_ЗАДАНИЕ И ТРЕБОВАНИЯ_
Замените «stadium roof» на «arena roof» в строках от строки с «Locate the black» до строки с «x=394, y=230» включительно и приведите эти строки заново. Всё остальное в них оставьте без изменений.

_ИСХОДНЫЕ ДАННЫЕ_
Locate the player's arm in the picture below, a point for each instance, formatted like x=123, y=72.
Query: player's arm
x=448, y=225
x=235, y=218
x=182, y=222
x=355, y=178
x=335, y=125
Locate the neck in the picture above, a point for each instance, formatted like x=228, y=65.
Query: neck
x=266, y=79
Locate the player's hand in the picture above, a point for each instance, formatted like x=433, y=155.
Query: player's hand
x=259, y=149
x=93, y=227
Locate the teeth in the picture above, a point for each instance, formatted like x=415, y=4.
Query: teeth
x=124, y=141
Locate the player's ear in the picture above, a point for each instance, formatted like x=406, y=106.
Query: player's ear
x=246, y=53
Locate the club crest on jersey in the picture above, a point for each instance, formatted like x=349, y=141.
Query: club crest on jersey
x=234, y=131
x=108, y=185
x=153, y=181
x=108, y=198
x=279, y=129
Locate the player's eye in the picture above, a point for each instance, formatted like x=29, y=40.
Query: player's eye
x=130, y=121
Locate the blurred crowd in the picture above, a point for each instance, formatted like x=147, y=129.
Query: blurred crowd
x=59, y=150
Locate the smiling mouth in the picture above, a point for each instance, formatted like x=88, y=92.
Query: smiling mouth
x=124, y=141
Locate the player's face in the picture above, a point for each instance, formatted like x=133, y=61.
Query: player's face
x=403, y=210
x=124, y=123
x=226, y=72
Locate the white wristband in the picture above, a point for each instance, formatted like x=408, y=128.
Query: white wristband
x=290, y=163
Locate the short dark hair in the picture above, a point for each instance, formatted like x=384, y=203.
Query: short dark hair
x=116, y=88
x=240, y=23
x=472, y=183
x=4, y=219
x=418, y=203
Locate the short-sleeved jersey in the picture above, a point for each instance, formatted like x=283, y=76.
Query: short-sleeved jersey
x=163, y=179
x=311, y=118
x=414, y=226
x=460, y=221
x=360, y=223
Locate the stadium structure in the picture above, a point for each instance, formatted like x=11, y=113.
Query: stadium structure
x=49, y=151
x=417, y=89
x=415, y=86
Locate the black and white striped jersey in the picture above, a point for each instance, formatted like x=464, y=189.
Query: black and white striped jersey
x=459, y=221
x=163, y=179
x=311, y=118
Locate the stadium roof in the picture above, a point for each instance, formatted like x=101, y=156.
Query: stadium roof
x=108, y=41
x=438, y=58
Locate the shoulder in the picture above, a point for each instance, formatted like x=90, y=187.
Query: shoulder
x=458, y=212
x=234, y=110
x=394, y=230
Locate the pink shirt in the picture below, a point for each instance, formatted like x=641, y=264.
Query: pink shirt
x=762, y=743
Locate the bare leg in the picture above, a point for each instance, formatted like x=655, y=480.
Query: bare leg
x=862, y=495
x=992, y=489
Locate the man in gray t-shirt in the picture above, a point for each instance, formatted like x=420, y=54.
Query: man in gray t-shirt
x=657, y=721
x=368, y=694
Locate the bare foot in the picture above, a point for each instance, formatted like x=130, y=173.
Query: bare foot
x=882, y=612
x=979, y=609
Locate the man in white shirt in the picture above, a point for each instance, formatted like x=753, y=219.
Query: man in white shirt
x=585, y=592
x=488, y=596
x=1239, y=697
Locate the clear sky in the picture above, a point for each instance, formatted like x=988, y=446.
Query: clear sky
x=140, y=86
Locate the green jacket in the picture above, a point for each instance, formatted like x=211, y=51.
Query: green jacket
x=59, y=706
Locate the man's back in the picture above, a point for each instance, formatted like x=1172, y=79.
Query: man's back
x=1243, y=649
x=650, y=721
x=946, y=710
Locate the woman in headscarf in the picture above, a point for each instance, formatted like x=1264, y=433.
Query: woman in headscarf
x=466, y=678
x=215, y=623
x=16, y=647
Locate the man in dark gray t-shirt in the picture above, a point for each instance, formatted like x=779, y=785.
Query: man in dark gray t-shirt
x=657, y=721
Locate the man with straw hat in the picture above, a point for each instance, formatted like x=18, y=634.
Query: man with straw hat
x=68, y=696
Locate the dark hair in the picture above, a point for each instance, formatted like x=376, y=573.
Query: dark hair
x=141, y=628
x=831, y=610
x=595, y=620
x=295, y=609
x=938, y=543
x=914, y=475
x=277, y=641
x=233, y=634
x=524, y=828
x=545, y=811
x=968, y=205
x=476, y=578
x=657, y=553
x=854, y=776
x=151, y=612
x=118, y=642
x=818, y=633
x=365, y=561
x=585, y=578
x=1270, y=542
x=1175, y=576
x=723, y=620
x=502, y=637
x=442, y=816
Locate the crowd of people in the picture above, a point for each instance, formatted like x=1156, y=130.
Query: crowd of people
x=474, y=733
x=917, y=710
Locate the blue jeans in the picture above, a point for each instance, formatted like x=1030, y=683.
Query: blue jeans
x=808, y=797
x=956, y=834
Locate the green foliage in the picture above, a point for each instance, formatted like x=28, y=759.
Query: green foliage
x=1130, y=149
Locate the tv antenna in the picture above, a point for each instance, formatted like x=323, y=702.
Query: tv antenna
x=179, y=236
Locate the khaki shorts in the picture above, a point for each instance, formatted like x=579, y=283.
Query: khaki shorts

_ОТВЕТ НА ЗАДАНИЕ_
Locate the black and white striped jersey in the picture above, a point for each instance, formatted like x=464, y=189.
Query: black and white striped jersey
x=459, y=221
x=163, y=179
x=311, y=118
Locate the arena roof in the picture above, a point for each instance, formatted like x=101, y=156.
Query: arena roof
x=108, y=41
x=438, y=58
Locate the shoulder in the picture above, a point for each instance, formatted like x=90, y=187.
Query: shoulder
x=458, y=212
x=234, y=110
x=394, y=230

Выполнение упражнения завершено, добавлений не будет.